▸ Document excerpt:

━━━━━━━━

Studio album by Aretha Franklin
- Released: November 25, 1974
- Recorded: January–April, 1974
- Studios: Atlantic, New York City; Criteria, Miami;
- Genres: R&B; Soul;
- Length: 39:21
- Label: Atlantic (#18116)
- Producers: Aretha Franklin, Arif Mardin, Jerry Wexler, Tom Dowd

Aretha Franklin chronology
| Let Me In Your Life (1974) | With Everything I Feel in Me (1974) | You (1975) |

Singles from With Everything I Feel in Me
- "Without Love" Released: August 10, 1974; "With Everything I Feel in Me" Released: October 1974;

= With Everything I Feel in Me =

1974 studio album by Aretha Franklin

With Everything I Feel in Me is the twenty-first studio album by American singer Aretha Franklin, Released on November 25, 1974, by Atlantic Records.

Professional ratings
Review scores
| Source | Rating |
| AllMusic | Star |
| Christgau's Record Guide | B+ |

==Background==
This recording did not do as well commercially as previous Franklin albums. The LP reached #57 on Billboard's Top Album charts and peaked at #6 on the R&B album charts. None of its singles reached the Top 40 on the Billboard Hot 100. The lead single, "Without Love", written by Aretha's sister Carolyn Franklin and former Motown producer Ivy Jo Hunter, charted at #45 Pop, but fared far better on the R&B charts reaching #6. The title cut also charted at #20 on the R&B charts in early 1975.

━━━━━━━━

▸ Extracted records:
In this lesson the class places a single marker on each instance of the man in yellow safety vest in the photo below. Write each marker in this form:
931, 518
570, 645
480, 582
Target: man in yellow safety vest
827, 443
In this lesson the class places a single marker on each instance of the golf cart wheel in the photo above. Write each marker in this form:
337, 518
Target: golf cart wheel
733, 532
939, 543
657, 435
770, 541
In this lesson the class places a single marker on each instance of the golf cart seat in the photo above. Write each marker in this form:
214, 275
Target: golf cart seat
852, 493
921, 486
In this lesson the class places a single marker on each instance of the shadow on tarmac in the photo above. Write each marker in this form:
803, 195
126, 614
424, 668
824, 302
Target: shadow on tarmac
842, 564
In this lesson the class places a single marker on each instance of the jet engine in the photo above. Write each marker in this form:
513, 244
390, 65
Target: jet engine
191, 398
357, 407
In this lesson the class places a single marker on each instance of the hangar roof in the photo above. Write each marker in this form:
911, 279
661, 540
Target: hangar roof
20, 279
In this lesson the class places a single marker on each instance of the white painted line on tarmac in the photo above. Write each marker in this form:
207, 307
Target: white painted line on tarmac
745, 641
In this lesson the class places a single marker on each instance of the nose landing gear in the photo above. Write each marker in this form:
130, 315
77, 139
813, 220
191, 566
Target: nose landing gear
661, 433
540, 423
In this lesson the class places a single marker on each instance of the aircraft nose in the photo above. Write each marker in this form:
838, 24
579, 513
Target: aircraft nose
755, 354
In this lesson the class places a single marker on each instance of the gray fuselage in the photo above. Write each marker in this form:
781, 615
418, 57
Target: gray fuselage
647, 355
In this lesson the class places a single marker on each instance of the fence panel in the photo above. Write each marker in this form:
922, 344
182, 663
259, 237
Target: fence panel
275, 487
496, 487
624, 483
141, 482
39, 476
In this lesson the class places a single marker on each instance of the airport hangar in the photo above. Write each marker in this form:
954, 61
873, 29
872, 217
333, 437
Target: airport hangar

━━━━━━━━

▸ Work instructions:
Please answer these questions about the With Everything I Feel in Me article, one answer per line:
1. What rating did Christgau's Record Guide give the album?
2. Which studios was the album recorded in?
3. Who wrote the lead single "Without Love"?

▸ Completed task:
1. B+
2. Atlantic in New York City and Criteria in Miami
3. Carolyn Franklin and Ivy Jo Hunter